Below is a block of data; give all of it again word for word.

Object position labeling entries
■ ■ ■ ■

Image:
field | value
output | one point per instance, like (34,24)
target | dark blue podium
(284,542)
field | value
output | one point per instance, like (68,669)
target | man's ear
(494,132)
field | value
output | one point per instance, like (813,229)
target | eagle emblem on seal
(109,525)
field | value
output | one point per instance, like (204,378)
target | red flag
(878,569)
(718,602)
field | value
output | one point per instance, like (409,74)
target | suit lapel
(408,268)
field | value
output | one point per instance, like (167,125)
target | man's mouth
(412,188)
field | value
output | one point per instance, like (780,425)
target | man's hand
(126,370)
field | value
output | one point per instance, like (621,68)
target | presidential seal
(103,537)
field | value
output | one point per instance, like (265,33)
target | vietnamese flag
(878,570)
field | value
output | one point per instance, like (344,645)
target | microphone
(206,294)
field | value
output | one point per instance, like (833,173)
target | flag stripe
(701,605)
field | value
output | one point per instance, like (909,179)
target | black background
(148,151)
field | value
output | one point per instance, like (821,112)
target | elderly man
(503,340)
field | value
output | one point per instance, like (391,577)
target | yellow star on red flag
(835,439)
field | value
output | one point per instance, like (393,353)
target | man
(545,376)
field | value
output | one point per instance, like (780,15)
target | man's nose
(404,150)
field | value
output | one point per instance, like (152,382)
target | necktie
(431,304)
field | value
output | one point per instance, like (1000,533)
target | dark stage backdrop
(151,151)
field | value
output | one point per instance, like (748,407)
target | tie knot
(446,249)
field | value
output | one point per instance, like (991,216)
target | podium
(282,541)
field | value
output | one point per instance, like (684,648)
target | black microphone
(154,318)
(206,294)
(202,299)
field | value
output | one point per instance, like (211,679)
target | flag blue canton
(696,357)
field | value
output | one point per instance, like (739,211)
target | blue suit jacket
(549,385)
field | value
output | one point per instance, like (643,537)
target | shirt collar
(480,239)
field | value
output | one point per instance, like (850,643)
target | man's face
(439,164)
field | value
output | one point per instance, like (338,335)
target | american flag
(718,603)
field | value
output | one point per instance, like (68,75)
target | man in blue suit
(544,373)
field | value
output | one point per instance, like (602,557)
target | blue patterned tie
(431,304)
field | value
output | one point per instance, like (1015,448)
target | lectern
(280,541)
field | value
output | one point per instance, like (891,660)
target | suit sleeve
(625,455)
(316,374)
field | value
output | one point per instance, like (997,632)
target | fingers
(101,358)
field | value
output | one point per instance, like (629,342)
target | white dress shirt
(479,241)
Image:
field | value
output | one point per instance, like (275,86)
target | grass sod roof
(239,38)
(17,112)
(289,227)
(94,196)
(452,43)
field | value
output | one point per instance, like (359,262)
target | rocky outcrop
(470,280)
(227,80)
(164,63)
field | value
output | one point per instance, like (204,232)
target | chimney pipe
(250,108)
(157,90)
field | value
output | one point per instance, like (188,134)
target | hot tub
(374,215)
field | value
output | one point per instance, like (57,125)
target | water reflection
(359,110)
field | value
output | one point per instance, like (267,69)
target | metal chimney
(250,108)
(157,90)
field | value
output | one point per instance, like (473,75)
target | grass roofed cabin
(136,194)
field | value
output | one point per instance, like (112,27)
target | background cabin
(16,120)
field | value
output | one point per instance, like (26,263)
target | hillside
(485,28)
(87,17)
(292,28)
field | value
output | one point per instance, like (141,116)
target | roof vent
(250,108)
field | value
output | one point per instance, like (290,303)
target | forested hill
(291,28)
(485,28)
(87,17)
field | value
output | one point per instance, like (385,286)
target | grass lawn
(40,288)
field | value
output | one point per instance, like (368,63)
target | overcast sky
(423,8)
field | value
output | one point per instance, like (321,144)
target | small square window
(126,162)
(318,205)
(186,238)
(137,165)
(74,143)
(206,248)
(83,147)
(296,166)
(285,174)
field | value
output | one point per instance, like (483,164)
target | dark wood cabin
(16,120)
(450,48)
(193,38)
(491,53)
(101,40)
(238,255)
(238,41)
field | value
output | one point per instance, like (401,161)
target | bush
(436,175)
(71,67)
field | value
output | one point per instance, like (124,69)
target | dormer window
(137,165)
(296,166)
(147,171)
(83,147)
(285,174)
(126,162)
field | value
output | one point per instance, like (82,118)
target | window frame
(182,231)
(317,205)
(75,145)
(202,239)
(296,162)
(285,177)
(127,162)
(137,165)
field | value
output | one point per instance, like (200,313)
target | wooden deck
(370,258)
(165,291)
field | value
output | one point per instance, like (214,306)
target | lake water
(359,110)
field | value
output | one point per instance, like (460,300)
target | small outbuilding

■ ■ ■ ■

**RESPONSE TO THE TASK:**
Image:
field | value
output | one point per instance, like (34,24)
target | dark blue podium
(284,542)
field | value
output | one point per instance, like (68,669)
target | man's ear
(494,132)
field | value
output | one point per instance, like (813,229)
target | eagle emblem on seal
(109,525)
field | value
output | one point per instance, like (204,378)
target | red flag
(878,569)
(718,602)
field | value
output | one point per instance, like (409,74)
target | suit lapel
(408,268)
field | value
output | one point per instance, like (167,125)
target | man's mouth
(412,188)
field | value
output | one point per instance, like (780,425)
target | man's hand
(126,370)
field | value
output | one point per instance, like (621,68)
target | presidential seal
(103,537)
field | value
output | one point per instance, like (265,33)
target | vietnamese flag
(878,570)
field | value
output | one point per instance, like (344,645)
target | microphone
(206,294)
field | value
output | one point per instance, like (833,173)
target | flag stripe
(701,605)
field | value
output | one point per instance, like (909,179)
target | black background
(148,151)
field | value
output | one point per instance, like (821,112)
target | elderly man
(503,340)
field | value
output | one point per instance, like (391,577)
target | yellow star on red flag
(835,439)
field | value
output | one point per instance, like (393,353)
target | man
(545,376)
field | value
output | one point per instance, like (780,15)
target | man's nose
(404,150)
field | value
output | one point per instance, like (152,382)
target | necktie
(431,304)
field | value
output | one point per instance, like (1000,533)
target | dark stage backdrop
(151,151)
field | value
output | one point per instance, like (748,407)
target | tie knot
(446,249)
field | value
output | one point per instance, like (991,216)
target | podium
(282,541)
field | value
output | one point per instance, like (684,648)
target | black microphone
(154,318)
(206,294)
(202,299)
field | value
output | one point per instance, like (211,679)
target | flag blue canton
(696,357)
field | value
output | one point per instance, like (739,211)
target | blue suit jacket
(549,385)
field | value
output | one point per instance, like (643,537)
target | shirt collar
(480,239)
field | value
output | one point per instance, like (850,643)
target | man's face
(439,164)
field | value
output | one point per instance, like (338,335)
target | american flag
(718,603)
field | value
output | one point per instance, like (68,75)
target | man in blue suit
(544,373)
field | value
output | one point per instance, like (602,557)
target | blue patterned tie
(431,304)
field | value
output | one point per instance, like (1015,448)
target | lectern
(280,541)
field | value
output | one point per instance, like (891,660)
target | suit sleeve
(625,455)
(316,374)
field | value
output | one point per instance, like (997,632)
target | fingers
(101,358)
field | value
output | one point per instance, like (629,342)
target | white dress shirt
(479,241)
Image:
field | value
output | one point per instance, like (275,86)
target | grass sod roof
(239,38)
(17,112)
(289,227)
(94,196)
(452,43)
field | value
output | one point per instance, like (359,262)
target | rocky outcrop
(470,280)
(227,80)
(164,63)
field | value
output | one point per instance, like (204,232)
target | chimney pipe
(250,108)
(157,90)
field | value
output | one point per instance, like (188,134)
target | hot tub
(374,215)
field | value
output | one point per instance, like (57,125)
target | water reflection
(359,110)
field | value
output | one point per instance, like (267,69)
target | metal chimney
(250,108)
(157,90)
field | value
output | one point per instance, like (473,75)
target | grass roofed cabin
(136,194)
field | value
output | one point per instance, like (112,27)
target | background cabin
(16,120)
field | value
output | one point per instance, like (26,263)
target | hillside
(485,28)
(87,17)
(292,28)
field | value
output | one point per instance, like (141,116)
target | roof vent
(250,108)
field | value
output | one point per instance, like (290,303)
target | forested hill
(291,28)
(485,28)
(87,17)
field | value
output | one point per instance, like (385,286)
target | grass lawn
(40,288)
field | value
output | one point per instance, like (368,63)
target | overcast sky
(423,8)
field | value
output | one point per instance, like (321,144)
target | small square window
(126,162)
(318,205)
(186,238)
(137,165)
(74,143)
(206,248)
(83,147)
(296,166)
(285,174)
field | value
output | one point per instance, like (483,164)
target | dark wood cabin
(16,120)
(450,48)
(193,38)
(491,53)
(101,40)
(238,255)
(238,41)
field | value
output | one point per instance, like (401,161)
target | bush
(436,175)
(71,67)
field | value
output | one point per instance, like (124,69)
target | dormer window
(137,165)
(296,166)
(147,171)
(83,147)
(285,174)
(126,162)
field | value
output | one point per instance, like (82,118)
target | window frame
(182,231)
(317,205)
(75,145)
(202,239)
(296,162)
(285,177)
(127,162)
(137,165)
field | value
output | one point per instance, like (200,313)
target | wooden deck
(370,258)
(165,291)
field | value
output | one point per instance, like (214,306)
target | lake water
(359,110)
field | value
output | one point per instance, like (460,300)
target | small outbuilding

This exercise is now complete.